What to work on. Reproduce the data below verbatim, keeping every line in its original order and wording.
----
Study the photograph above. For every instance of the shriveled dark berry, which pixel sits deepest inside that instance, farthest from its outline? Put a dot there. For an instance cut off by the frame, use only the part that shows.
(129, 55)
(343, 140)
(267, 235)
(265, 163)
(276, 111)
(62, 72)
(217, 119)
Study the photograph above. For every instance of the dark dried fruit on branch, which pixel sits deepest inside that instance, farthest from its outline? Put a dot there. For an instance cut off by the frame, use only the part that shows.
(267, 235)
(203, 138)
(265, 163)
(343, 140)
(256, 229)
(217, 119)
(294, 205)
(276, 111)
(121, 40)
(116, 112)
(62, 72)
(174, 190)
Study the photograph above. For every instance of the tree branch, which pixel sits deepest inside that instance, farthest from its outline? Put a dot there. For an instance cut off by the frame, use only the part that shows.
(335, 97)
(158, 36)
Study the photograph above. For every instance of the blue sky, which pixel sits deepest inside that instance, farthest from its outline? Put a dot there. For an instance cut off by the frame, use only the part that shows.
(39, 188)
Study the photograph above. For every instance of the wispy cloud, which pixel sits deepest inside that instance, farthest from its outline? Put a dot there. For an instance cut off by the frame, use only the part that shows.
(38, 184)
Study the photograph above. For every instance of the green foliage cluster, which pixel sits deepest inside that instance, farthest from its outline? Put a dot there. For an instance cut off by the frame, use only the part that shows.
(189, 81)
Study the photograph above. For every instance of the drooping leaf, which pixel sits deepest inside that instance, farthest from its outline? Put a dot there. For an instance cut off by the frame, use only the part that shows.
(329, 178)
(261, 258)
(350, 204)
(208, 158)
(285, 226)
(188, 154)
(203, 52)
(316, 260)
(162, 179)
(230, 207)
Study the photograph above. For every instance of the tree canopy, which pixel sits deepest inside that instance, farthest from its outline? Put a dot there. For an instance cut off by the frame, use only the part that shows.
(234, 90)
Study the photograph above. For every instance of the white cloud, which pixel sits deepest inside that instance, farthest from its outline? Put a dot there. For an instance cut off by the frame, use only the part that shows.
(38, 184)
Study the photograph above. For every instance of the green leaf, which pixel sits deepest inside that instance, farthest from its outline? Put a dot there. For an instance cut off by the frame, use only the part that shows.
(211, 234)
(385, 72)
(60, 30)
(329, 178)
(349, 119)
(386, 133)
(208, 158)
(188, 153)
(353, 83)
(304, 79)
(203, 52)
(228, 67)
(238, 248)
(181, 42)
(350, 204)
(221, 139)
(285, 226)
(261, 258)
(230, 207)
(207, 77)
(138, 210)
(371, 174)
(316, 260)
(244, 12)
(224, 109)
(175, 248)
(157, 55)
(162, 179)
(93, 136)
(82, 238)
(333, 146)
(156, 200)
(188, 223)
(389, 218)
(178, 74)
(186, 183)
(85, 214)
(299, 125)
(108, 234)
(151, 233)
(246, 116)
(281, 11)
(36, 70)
----
Exercise response.
Study the photograph above. For every instance of the shriveled dark berry, which pixel sits deepest inside that instance, farthest from its outline? Put a dot there. For an instance cut off by the frame, use only the part that shows.
(129, 55)
(343, 140)
(267, 235)
(265, 163)
(276, 111)
(62, 72)
(217, 119)
Study the photograph above. For every instance of the dark dried fruit on branch, which pixel sits deepest inside that instance, farthest from its outline? Put a dot there. For an instance cut off by the frame, use only the part that shows.
(267, 235)
(203, 138)
(265, 163)
(343, 140)
(256, 229)
(217, 119)
(294, 205)
(276, 111)
(121, 40)
(116, 112)
(62, 72)
(174, 190)
Study the photograph above. For every instance of the tree branch, which pixel sits deepest inside that instance, farthest from its outline? Put a dot there. For an instance cut off by the frame, use only the part that shows.
(335, 97)
(158, 36)
Study the photograph above. For every instance of the blue sky, which pixel sits deepest inside that instance, farthest from its outline? Put a dot there. For an instance cut off by the frame, use only the part that shows.
(39, 188)
Study the photograph above. For every instance of the wispy cloud, which pixel sits deepest inside that instance, farthest from its outline? Put a dot there. For an instance cut off by the frame, use only the part that shows.
(38, 184)
Study the photograph above. For every instance of the green foliage cluster, which pixel sits deepest inside that instance, farthest from its outline? Put a dot there. For an instance cut off by the frame, use only the part that shows.
(189, 81)
Study the photograph above. For every instance of the drooping leaf, which pixel sits deepest inside that instance, farthest from its outline? Put a dot there. For an instance cut off by the frame, use only the part that shows.
(329, 178)
(261, 258)
(350, 204)
(208, 158)
(285, 226)
(188, 154)
(203, 52)
(316, 260)
(162, 179)
(230, 207)
Study the photograph above. For every instance of the tree canopy, which pixel sits deepest inside that instance, farthest from its outline? Put a dot there. For an instance cut off by the frame, use only the part that shows.
(234, 90)
Study the photograph above. For every instance of the white cloud, which pixel sits deepest inside that instance, farthest from its outline? Put a dot there. For an instance cut off by the frame, use only the part that shows.
(38, 184)
Study the photograph above. For every instance of the green leaf, which pixel sits deepest inside that instance, farthest from its outline? Put a dot there. For an instance cut off by the frame, use only the part that shows.
(211, 234)
(385, 72)
(60, 30)
(329, 178)
(349, 119)
(386, 133)
(208, 158)
(188, 153)
(353, 83)
(304, 79)
(203, 52)
(228, 67)
(238, 248)
(181, 42)
(350, 204)
(221, 139)
(285, 226)
(261, 258)
(230, 207)
(207, 77)
(138, 210)
(371, 174)
(316, 260)
(244, 12)
(224, 109)
(175, 248)
(157, 55)
(162, 179)
(93, 136)
(82, 238)
(333, 146)
(156, 200)
(188, 223)
(389, 218)
(178, 74)
(186, 183)
(85, 214)
(299, 125)
(108, 234)
(151, 233)
(246, 116)
(281, 11)
(36, 70)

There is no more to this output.